LA TAVERNETTA DI GRANDE ARACRI
Come hanno ben spiegato il nuovo procuratore distrettuale antimafia di Catanzaro, Salvatore Curcio, e il procuratore facente funzioni (fino a poco tempo fa) Vincenzo Capomolla, che ora è divenuto procuratore di Cosenza ma ha coordinato l’inchiesta dei carabinieri, questa storia criminale inizia con la scarcerazione, dopo un lungo periodo di detenzione, di Grande Aracri, nel 2011. Dalle conversazioni captate nella sua tavernetta si ricostruisce tutto un “mondo”. La prima cosa di cui il boss di Cutro si occupa appena rimette piede nel suo bunker è garantire il sostentamento del capo dei Gaglianesi, allora indicato in Girolamo Costanzo, condannato all’ergastolo per un omicidio. Ma al clan dei Gaglianesi si affianca il gruppo guidato da Mellea, diretto referente a Catanzaro dei Grande Aracri. Nelle aree periferiche del capoluogo spadroneggiano, invece, gruppi rom.

[Voci memorizzate]
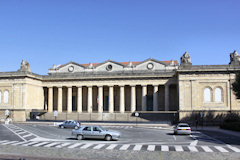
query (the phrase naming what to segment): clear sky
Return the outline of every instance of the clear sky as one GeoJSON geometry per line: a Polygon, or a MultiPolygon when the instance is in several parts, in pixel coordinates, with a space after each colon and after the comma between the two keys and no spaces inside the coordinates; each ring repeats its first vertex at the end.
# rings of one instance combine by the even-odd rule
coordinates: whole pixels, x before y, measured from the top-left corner
{"type": "Polygon", "coordinates": [[[0,72],[53,64],[178,60],[240,53],[240,0],[0,0],[0,72]]]}

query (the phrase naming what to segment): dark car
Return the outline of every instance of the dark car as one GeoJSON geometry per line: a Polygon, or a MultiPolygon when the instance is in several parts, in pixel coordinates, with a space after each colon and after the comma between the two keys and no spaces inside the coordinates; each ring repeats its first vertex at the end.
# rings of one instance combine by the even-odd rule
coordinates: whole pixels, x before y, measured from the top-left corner
{"type": "Polygon", "coordinates": [[[74,120],[64,121],[59,125],[60,128],[75,128],[78,129],[80,127],[80,123],[74,120]]]}

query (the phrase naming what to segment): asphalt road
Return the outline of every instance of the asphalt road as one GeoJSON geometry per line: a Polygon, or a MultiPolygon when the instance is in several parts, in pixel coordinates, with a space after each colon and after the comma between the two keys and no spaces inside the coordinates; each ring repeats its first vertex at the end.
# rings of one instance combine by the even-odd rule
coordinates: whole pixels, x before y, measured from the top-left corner
{"type": "Polygon", "coordinates": [[[215,131],[173,135],[171,128],[105,126],[119,141],[81,140],[72,129],[36,124],[0,125],[1,156],[15,159],[239,159],[240,137],[215,131]],[[10,144],[10,145],[9,145],[10,144]],[[230,148],[231,147],[231,148],[230,148]]]}

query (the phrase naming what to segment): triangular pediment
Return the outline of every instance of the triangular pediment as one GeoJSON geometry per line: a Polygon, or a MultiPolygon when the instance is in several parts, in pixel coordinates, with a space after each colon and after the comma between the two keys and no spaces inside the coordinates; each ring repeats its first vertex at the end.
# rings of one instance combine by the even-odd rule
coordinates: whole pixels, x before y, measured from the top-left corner
{"type": "Polygon", "coordinates": [[[121,71],[125,65],[108,60],[95,66],[96,71],[121,71]]]}
{"type": "Polygon", "coordinates": [[[76,62],[69,62],[56,68],[57,72],[80,72],[84,69],[85,67],[83,65],[76,62]]]}
{"type": "Polygon", "coordinates": [[[168,66],[168,64],[165,62],[149,58],[136,64],[136,70],[163,70],[166,66],[168,66]]]}

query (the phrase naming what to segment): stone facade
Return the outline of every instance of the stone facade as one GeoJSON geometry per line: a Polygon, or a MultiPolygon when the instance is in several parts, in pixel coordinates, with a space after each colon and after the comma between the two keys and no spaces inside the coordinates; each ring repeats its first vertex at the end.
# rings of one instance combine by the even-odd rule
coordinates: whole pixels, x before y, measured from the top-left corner
{"type": "Polygon", "coordinates": [[[186,52],[177,61],[53,66],[48,75],[34,74],[27,61],[16,72],[0,73],[0,118],[6,109],[14,121],[40,119],[82,121],[176,121],[195,113],[212,116],[240,111],[231,84],[240,59],[229,65],[192,65],[186,52]],[[58,116],[54,117],[54,111],[58,116]]]}

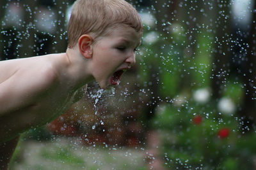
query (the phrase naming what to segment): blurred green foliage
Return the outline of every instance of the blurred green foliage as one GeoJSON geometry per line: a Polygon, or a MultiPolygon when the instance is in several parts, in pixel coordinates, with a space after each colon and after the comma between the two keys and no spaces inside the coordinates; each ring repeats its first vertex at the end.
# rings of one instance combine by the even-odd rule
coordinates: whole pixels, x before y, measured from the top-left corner
{"type": "MultiPolygon", "coordinates": [[[[142,81],[150,81],[154,67],[159,78],[156,91],[161,102],[150,124],[161,134],[165,166],[170,169],[255,169],[256,137],[241,132],[243,120],[237,115],[244,94],[242,83],[237,78],[226,79],[220,94],[234,109],[225,111],[232,106],[225,104],[221,110],[221,99],[214,99],[211,89],[213,35],[202,30],[195,49],[191,49],[194,52],[189,53],[184,50],[188,45],[184,31],[178,30],[169,32],[168,38],[158,32],[154,44],[143,43],[140,55],[142,81]],[[208,94],[201,94],[205,99],[198,101],[195,92],[202,89],[208,94]],[[196,115],[202,117],[202,122],[193,122],[196,115]],[[224,128],[229,133],[220,136],[219,131],[224,128]]],[[[146,36],[148,32],[145,30],[146,36]]]]}

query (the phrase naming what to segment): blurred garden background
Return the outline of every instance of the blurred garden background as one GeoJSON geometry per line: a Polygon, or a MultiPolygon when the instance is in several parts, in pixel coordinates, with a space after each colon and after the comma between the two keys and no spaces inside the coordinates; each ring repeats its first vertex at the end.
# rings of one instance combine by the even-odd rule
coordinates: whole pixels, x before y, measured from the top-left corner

### OBIETTIVI
A - Nell'estratto sulla tavernetta di Grande Aracri, in che anno avviene la scarcerazione del boss?
B - Elenca tutte le persone chiamate per nome nell'estratto sulla tavernetta di Grande Aracri.
C - Scrivi il seguito del testo sulla tavernetta di Grande Aracri, partendo dopo la sua ultima frase.

### RISPOSTE SCRITTE
A - Nel 2011.

B - Salvatore Curcio, Vincenzo Capomolla, Grande Aracri, Girolamo Costanzo, Mellea.

C -
LA CADUTA DEGLI ARENA
L’invasione di campo di Mellea a Catanzaro viene però vissuta male dai Gaglianesi. Perché era stato scalzato Costanzo? Perché vicino agli Arena di Isola Capo Rizzuto, soppiantati dal boss di Cutro. Siamo negli anni in cui Grande Aracri era il capo crimine e aspirava a fondare una nuova “provincia” di ‘ndrangheta. L’ imposizione era una conseguenza della caduta degli Arena, come sancito da un summit presieduto da Grande Aracri a cui partecipò lo stesso reggente dei Gaglianesi, Lorenzo Iiritano, che emerge successivamente come il capo del clan catanzarese. Ma era una “corona”, quella messa sul capo di Mellea, soltanto per fare da vedetta al boss di Cutro, come commentavano gli stessi affiliati catanzaresi. Lo scombussolamento negli ambienti criminali del capoluogo era tale che perfino un fedelissimo di Mellea, come Roberto Corapi, sarebbe andato a scusarsi con Iiritano.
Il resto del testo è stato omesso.